# [Work to do]
[1] List each legal source on which, according to the court opinion, the plaintiff's claim was based.
[2] In the court opinion, on what date did the district court deny the motion to strike?

>> Begin Selected extract

Hastings, Senior Circuit Judge, and Kiley and Sprecher, Circuit Judges.

Author: Sprecher

SPRECHER, Circuit Judge.

This appeal raises two principal issues: (1) whether promissory notes with a maturity not exceeding nine months but offered to the public as an investment are "securities" within the definition of the Securities Exchange Act of 1934 and (2) whether the representative of an antagonistic class can properly intervene and assume representation of the plaintiff class without notice to the members of that class?

Plaintiff, Henry T. Sanders, filed his complaint on March 12, 1970, against John Nuveen & Co., Inc., a broker-dealer in securities, one of its registered representatives, and its directors and controlling persons. The complaint charged defendants with a scheme and artifice to defraud plaintiff and others in his class by selling to them short-term commercial paper issued by Winter & Hirsch, Inc. but owned by Nuveen. Plaintiff's claim was based on the Securities Act of 1933, 15 U.S.C. § 77a, the Securities Exchange Act of 1934, 15 U.S.C. § 78a, Rule 10b-5, 17 C.F.R. § 240.10b-5, and the Rules of Fair Practice of the National Association of Securities Dealers.

On May 18, 1970, the defendants moved to strike certain allegations of the complaint and expressly attacked the class-action aspects of the complaint. They also challenged the jurisdiction of the court under the 1934 act on the ground that the short-term commercial paper involved was not a "security." The district court denied the motion to strike on October 8, 1970.

On October 19, 1970, the plaintiff served on defendants his motion, to be presented to the court on November 2, requesting that a notice be sent to the class represented by plaintiff as provided in Rule 23(c) (2) of the Federal Rules of Civil Procedure. The class suggested was "all persons who were purchasers of short-term commercial paper which was issued by Winter & Hirsch, Incorporated, and sold by John Nuveen & Co., Inc."

>> End Selected extract
>> Begin Data section

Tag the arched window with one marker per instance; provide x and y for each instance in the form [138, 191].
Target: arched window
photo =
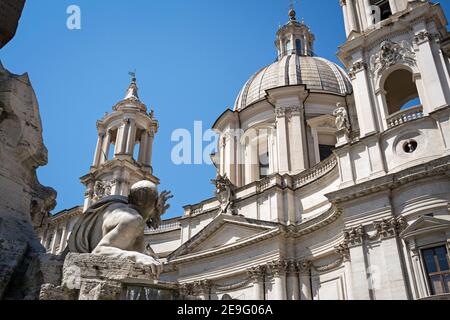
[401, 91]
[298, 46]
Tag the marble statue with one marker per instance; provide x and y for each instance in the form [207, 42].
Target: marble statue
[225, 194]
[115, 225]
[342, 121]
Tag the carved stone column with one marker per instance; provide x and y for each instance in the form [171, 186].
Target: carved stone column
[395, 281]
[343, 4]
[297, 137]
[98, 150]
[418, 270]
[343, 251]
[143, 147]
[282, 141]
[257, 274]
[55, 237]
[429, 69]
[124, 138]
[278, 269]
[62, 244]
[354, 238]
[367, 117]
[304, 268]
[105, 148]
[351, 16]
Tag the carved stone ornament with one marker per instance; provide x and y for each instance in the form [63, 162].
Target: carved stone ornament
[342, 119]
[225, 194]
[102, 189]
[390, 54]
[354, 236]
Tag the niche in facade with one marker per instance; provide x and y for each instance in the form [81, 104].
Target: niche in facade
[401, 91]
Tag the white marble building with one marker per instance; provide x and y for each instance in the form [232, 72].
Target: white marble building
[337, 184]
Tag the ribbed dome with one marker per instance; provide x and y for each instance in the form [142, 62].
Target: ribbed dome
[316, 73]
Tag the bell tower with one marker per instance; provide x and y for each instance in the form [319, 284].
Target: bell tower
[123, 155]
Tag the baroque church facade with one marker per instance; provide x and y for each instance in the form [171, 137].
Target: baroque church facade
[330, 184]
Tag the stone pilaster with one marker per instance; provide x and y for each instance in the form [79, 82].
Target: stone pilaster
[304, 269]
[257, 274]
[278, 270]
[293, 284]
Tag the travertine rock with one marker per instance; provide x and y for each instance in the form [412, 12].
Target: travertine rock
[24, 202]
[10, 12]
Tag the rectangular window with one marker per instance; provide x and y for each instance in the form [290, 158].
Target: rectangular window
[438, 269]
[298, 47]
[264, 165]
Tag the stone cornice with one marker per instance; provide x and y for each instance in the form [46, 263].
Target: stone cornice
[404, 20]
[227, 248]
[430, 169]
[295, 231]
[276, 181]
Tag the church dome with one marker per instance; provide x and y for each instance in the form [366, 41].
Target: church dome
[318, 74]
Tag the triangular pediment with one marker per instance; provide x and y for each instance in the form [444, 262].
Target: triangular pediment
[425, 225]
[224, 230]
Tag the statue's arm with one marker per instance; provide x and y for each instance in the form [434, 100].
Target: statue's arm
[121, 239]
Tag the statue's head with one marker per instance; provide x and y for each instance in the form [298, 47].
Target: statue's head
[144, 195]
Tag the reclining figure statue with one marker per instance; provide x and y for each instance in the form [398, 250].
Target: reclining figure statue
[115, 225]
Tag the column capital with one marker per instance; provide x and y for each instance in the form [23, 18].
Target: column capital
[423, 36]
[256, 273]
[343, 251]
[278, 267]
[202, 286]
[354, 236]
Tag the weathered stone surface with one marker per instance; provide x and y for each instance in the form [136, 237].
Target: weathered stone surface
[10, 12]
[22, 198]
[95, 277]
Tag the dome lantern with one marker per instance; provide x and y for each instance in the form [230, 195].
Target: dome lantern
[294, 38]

>> End Data section

# [Per-task answers]
[1]
- The Securities Act of 1933, 15 U.S.C. § 77a
- The Securities Exchange Act of 1934, 15 U.S.C. § 78a
- Rule 10b-5, 17 C.F.R. § 240.10b-5
- The Rules of Fair Practice of the National Association of Securities Dealers

[2] October 8, 1970